— Mask labeling entries —
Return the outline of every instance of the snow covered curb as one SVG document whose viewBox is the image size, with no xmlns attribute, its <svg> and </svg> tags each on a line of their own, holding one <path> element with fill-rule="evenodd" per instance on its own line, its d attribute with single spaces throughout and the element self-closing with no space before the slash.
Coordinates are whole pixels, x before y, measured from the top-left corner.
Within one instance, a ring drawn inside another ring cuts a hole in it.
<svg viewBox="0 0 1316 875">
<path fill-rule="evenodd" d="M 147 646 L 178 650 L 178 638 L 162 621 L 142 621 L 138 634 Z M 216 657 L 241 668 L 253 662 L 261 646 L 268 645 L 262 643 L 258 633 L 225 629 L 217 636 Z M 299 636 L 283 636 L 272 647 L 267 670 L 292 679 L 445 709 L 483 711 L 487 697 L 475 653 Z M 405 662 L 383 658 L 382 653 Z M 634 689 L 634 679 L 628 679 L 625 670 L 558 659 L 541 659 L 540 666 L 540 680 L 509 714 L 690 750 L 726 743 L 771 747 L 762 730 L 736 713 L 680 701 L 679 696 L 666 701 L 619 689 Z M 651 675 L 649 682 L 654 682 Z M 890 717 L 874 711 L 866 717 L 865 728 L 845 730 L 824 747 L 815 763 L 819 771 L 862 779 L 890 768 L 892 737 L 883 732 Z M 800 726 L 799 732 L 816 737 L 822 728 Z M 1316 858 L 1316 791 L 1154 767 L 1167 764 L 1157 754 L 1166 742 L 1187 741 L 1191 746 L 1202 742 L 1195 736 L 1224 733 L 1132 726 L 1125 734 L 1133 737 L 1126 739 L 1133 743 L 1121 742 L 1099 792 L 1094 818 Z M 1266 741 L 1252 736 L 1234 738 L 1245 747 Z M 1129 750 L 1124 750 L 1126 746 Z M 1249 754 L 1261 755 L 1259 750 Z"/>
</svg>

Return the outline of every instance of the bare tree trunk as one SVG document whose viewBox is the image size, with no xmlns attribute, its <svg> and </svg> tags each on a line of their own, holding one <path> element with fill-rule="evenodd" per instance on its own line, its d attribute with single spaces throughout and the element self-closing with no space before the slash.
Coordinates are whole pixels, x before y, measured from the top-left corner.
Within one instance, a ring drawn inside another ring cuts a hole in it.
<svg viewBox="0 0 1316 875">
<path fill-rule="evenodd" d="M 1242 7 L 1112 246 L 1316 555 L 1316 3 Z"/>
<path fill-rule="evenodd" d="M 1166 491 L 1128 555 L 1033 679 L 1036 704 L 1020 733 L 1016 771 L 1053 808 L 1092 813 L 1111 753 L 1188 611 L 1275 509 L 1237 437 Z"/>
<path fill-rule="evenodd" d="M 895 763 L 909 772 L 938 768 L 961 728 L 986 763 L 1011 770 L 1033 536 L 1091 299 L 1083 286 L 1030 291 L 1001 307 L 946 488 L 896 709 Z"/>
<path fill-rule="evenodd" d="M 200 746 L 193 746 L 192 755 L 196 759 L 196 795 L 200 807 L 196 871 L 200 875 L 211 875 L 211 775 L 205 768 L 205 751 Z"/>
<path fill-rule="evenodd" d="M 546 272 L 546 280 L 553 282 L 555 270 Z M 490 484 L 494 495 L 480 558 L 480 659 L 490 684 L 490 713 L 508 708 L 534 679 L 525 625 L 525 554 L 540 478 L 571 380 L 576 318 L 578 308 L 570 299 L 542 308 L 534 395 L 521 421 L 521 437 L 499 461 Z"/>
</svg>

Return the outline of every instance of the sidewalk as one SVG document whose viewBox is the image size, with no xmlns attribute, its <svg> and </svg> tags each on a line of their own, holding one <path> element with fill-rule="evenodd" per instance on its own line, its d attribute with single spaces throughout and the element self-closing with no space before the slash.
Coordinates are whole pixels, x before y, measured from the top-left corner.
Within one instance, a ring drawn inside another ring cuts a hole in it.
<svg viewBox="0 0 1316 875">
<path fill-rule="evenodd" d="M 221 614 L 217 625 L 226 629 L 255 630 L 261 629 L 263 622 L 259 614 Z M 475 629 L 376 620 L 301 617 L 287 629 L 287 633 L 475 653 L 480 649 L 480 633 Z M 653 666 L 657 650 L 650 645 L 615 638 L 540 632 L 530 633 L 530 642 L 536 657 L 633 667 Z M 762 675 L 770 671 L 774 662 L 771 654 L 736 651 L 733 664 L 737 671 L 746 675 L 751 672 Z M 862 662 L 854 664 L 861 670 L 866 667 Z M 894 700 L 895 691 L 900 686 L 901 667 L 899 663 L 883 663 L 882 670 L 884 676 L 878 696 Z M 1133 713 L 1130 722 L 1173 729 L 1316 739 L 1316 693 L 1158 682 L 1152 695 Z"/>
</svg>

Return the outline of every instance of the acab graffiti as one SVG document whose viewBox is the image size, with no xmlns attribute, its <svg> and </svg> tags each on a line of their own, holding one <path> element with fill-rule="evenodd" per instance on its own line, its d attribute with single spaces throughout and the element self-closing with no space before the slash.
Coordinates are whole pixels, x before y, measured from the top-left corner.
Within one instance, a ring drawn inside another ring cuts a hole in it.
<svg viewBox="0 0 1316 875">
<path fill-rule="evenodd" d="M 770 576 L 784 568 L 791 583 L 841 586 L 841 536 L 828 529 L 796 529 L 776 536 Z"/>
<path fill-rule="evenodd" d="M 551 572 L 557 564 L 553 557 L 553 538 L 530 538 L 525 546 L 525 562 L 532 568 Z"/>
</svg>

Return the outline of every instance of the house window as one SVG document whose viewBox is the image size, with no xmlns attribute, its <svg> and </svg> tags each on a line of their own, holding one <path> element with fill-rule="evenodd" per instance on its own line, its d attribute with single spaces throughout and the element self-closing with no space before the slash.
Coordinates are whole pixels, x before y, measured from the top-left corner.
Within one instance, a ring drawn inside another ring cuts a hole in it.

— What the task asks —
Render every line of the entries above as one numbered list, skipping the blank lines.

— Exercise result —
1. Return the outline of every instance of the snow covered curb as one SVG document whose viewBox is the image size, with no xmlns attribute, its <svg> and </svg> tags each on a line of their own, holding one <path> element with fill-rule="evenodd" per instance on its own line, its d attribute with single spaces throughout and the element self-closing with no space before the slash.
2. Coordinates are whole pixels, x before y, measured from the top-left corner.
3. Within one instance, a ring drawn inside another ring cuts a hole in it.
4. <svg viewBox="0 0 1316 875">
5. <path fill-rule="evenodd" d="M 147 646 L 178 650 L 178 638 L 162 621 L 142 621 L 138 634 Z M 216 657 L 241 668 L 253 662 L 261 646 L 268 645 L 262 643 L 258 633 L 225 629 L 217 636 Z M 299 636 L 283 636 L 272 647 L 267 670 L 292 679 L 445 709 L 483 711 L 487 697 L 475 653 Z M 405 662 L 383 658 L 382 653 Z M 634 689 L 634 679 L 628 679 L 625 670 L 558 659 L 541 659 L 540 666 L 540 680 L 509 714 L 690 750 L 726 743 L 771 747 L 762 730 L 736 713 L 680 701 L 679 696 L 666 701 L 619 689 Z M 651 675 L 649 682 L 654 682 Z M 890 717 L 874 711 L 866 717 L 865 728 L 845 730 L 824 747 L 815 763 L 819 771 L 862 779 L 890 768 L 892 737 L 883 732 Z M 800 726 L 799 732 L 816 737 L 822 728 Z M 1316 858 L 1316 791 L 1154 767 L 1167 764 L 1157 754 L 1166 742 L 1187 741 L 1191 746 L 1202 742 L 1195 736 L 1224 733 L 1132 726 L 1125 734 L 1133 737 L 1126 739 L 1133 743 L 1121 742 L 1099 792 L 1094 818 Z M 1266 741 L 1252 736 L 1234 738 L 1245 747 Z M 1129 750 L 1124 750 L 1126 746 Z M 1249 754 L 1261 755 L 1259 750 Z"/>
6. </svg>
7. Return the outline of every instance of the bare tree trunk as one SVG document whose viewBox is the image size, with no xmlns attribute, its <svg> and </svg> tags each on a line of their own, holding one <path> element with fill-rule="evenodd" per instance on its own line, its d attribute with single spaces throughout and the element self-closing with no space before the slash.
8. Coordinates are whole pixels, x before y, measured from the top-left corner.
9. Within one instance, a ring drawn inside another ring cuts a hole in it.
10. <svg viewBox="0 0 1316 875">
11. <path fill-rule="evenodd" d="M 1242 7 L 1112 246 L 1316 555 L 1316 3 Z"/>
12. <path fill-rule="evenodd" d="M 1166 491 L 1128 555 L 1033 679 L 1036 704 L 1020 733 L 1016 771 L 1053 808 L 1092 813 L 1111 753 L 1188 611 L 1275 509 L 1237 437 Z"/>
13. <path fill-rule="evenodd" d="M 895 763 L 909 772 L 938 768 L 961 728 L 986 763 L 1011 770 L 1033 536 L 1091 299 L 1083 286 L 1030 291 L 1001 307 L 946 488 L 896 709 Z"/>
14. <path fill-rule="evenodd" d="M 200 746 L 193 746 L 192 755 L 196 759 L 196 795 L 200 807 L 196 871 L 200 875 L 211 875 L 211 775 L 205 768 L 205 751 Z"/>
15. <path fill-rule="evenodd" d="M 546 272 L 546 280 L 553 282 L 555 270 Z M 490 484 L 494 495 L 480 558 L 480 659 L 490 684 L 490 713 L 508 708 L 534 679 L 525 625 L 525 554 L 540 478 L 571 380 L 576 318 L 578 308 L 570 299 L 542 308 L 534 395 L 521 421 L 521 437 L 499 461 Z"/>
16. </svg>
17. Return the outline of every instance of the sidewalk as one SVG document whose viewBox is the image size, with no xmlns attribute, its <svg> and </svg> tags each on a line of their own, holding one <path> element with fill-rule="evenodd" per instance on its own line, its d attribute with single spaces throughout and the element self-closing with no space before the slash.
18. Coordinates are whole pixels, x before y, measured from the top-left corner.
19. Within one instance, a ring drawn inside another ring cuts a hole in it.
20. <svg viewBox="0 0 1316 875">
21. <path fill-rule="evenodd" d="M 221 614 L 217 625 L 226 629 L 255 630 L 261 629 L 263 622 L 259 614 Z M 475 629 L 376 620 L 301 617 L 287 629 L 287 633 L 475 653 L 480 649 L 480 633 Z M 653 666 L 657 650 L 650 645 L 615 638 L 540 632 L 530 633 L 530 642 L 536 657 L 633 667 Z M 762 675 L 770 671 L 774 662 L 771 654 L 736 651 L 733 664 L 737 671 L 746 675 L 751 672 Z M 862 662 L 854 664 L 861 670 L 866 667 Z M 894 700 L 895 691 L 900 686 L 901 667 L 899 663 L 883 663 L 882 670 L 884 676 L 878 696 Z M 1133 713 L 1130 722 L 1173 729 L 1316 739 L 1316 693 L 1158 682 L 1152 695 Z"/>
22. </svg>
23. Return the outline of every instance of the acab graffiti as one SVG document whose viewBox is the image size, with no xmlns attribute, its <svg> and </svg> tags each on a line of their own, holding one <path> element with fill-rule="evenodd" per instance on its own line, its d attribute with single spaces throughout and the element self-closing with no space before the slash.
24. Coordinates are whole pixels, x before y, measured from the top-left corner.
25. Within one instance, a ring drawn inside another ring cuts a hole in it.
26. <svg viewBox="0 0 1316 875">
27. <path fill-rule="evenodd" d="M 770 576 L 784 568 L 791 583 L 841 586 L 841 536 L 828 529 L 796 529 L 776 536 Z"/>
28. <path fill-rule="evenodd" d="M 551 572 L 557 564 L 553 557 L 553 538 L 530 538 L 525 546 L 525 562 L 532 568 Z"/>
29. </svg>
30. Return the outline of every instance of the house window as one SVG document whose viewBox is the image size, with no xmlns attribute, its <svg> and </svg> tags each on a line of their own, holding one <path> element with fill-rule="evenodd" per instance on its own line, its d attribute with single spaces throughout and the element self-closing with no space before the slash.
31. Coordinates are whole pixels, x before y, measured from the top-left corner.
32. Within one instance, a ring drawn inside another ring cuts a hole in it.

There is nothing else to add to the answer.